=== About this exercise ===
Set out exactly, line by line, the stretch of data below that begins at the line containing "Phrase: snow-covered pine tree" and ends at the line containing "the pine tree, one line per instance.", with both ends kept.
[Data in this exercise Boundary: Start]
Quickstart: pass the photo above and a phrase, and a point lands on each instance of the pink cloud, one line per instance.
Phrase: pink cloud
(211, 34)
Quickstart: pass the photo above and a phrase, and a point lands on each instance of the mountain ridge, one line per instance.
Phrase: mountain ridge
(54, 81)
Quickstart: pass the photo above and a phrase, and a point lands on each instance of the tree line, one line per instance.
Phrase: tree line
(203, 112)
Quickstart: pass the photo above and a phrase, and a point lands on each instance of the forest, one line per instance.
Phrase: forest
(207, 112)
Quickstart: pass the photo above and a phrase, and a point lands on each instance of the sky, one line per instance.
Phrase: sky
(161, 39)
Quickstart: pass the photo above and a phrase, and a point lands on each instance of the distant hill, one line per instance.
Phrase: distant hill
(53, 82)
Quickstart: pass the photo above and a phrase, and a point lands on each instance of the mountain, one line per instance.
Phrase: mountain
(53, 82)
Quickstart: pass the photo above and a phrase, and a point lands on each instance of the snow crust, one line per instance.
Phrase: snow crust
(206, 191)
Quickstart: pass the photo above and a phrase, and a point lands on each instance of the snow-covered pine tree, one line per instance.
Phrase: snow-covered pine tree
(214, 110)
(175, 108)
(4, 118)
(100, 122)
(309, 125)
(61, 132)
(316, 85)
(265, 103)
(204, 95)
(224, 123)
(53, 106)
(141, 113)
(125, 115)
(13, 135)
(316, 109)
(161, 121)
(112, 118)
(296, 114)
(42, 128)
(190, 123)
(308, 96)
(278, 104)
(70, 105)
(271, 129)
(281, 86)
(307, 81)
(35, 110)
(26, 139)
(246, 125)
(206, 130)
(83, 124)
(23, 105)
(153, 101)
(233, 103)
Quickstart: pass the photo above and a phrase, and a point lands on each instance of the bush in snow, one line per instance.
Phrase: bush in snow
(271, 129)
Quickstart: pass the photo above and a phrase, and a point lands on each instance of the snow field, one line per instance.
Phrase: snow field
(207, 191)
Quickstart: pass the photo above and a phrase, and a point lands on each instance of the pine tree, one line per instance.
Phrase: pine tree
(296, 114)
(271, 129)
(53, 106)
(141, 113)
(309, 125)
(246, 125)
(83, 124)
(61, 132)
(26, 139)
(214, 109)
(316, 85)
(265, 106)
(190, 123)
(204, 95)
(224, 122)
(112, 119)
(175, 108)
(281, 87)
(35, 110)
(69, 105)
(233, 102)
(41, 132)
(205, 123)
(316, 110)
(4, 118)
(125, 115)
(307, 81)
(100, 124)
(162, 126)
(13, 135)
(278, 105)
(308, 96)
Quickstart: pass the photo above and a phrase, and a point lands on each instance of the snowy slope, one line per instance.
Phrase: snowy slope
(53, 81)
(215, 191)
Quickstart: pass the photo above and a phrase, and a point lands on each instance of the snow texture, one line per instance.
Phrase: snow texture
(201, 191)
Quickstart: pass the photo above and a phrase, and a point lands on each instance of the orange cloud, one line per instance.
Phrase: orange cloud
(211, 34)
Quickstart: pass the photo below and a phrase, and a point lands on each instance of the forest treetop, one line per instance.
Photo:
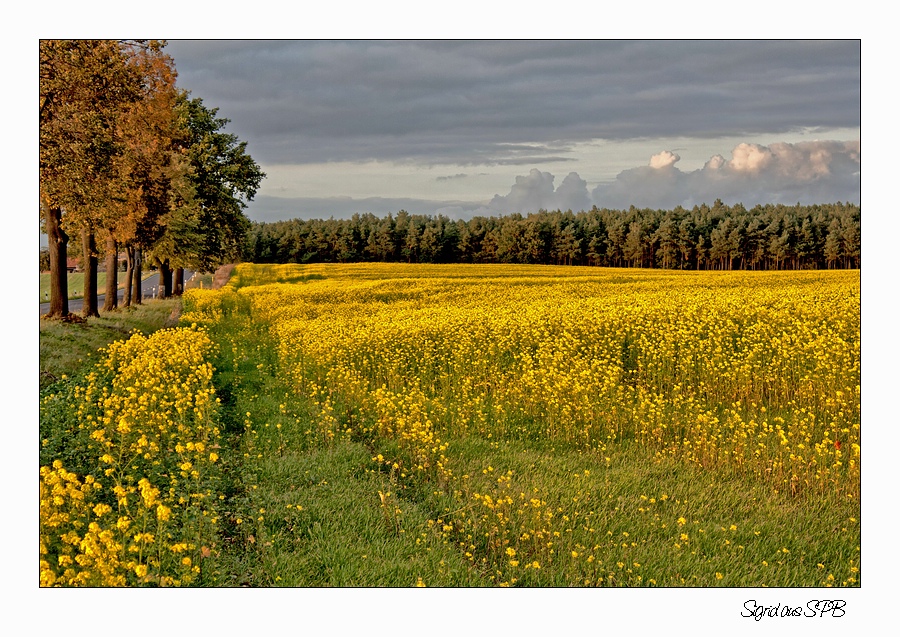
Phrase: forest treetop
(718, 237)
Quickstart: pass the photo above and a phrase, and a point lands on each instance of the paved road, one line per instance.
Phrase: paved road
(149, 289)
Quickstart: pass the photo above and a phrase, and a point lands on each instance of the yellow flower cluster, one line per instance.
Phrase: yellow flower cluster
(147, 415)
(754, 372)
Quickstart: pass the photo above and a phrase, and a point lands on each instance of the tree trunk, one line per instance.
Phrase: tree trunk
(178, 282)
(129, 275)
(112, 274)
(136, 281)
(59, 279)
(89, 261)
(165, 279)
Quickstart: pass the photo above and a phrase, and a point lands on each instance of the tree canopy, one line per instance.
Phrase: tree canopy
(128, 157)
(719, 237)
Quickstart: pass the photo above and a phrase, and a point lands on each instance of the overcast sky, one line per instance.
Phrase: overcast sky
(491, 127)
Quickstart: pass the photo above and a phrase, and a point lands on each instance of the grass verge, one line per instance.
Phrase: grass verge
(68, 348)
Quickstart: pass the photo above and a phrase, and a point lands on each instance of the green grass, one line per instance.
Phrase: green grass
(302, 510)
(76, 284)
(617, 517)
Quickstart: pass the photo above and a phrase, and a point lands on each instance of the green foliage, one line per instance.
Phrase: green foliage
(718, 238)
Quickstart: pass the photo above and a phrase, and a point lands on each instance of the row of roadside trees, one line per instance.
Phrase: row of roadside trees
(131, 163)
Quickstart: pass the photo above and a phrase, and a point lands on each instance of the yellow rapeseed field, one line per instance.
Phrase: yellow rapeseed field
(144, 510)
(743, 373)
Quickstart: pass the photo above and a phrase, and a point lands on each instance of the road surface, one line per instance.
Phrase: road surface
(149, 290)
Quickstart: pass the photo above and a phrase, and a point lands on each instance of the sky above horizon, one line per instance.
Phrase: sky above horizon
(466, 128)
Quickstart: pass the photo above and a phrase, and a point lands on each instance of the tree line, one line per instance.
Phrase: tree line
(131, 163)
(717, 237)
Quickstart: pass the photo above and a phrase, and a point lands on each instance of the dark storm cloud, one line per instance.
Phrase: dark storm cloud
[Data in this exercise Boundary: End]
=== Exercise response ===
Phrase: snow-covered pine tree
(214, 110)
(175, 108)
(4, 118)
(100, 122)
(309, 125)
(61, 132)
(316, 85)
(265, 103)
(204, 95)
(224, 123)
(53, 106)
(141, 113)
(125, 115)
(13, 135)
(316, 109)
(161, 121)
(112, 118)
(296, 114)
(42, 128)
(190, 123)
(308, 96)
(278, 104)
(70, 105)
(271, 129)
(281, 86)
(307, 81)
(35, 110)
(26, 139)
(246, 125)
(206, 130)
(83, 124)
(23, 105)
(153, 101)
(233, 103)
Quickstart: pass the photo above and a phrase, and a point lands on each instance of the bush in snow, one line per instance.
Phrase: bush in snow
(271, 129)
Quickstart: pass the photo above and a phrase, and a point lands on each instance of the snow field, one line per instance.
Phrase: snow field
(207, 191)
Quickstart: pass the photo above and a phrase, and a point lands on each instance of the pine tree, one line per instance.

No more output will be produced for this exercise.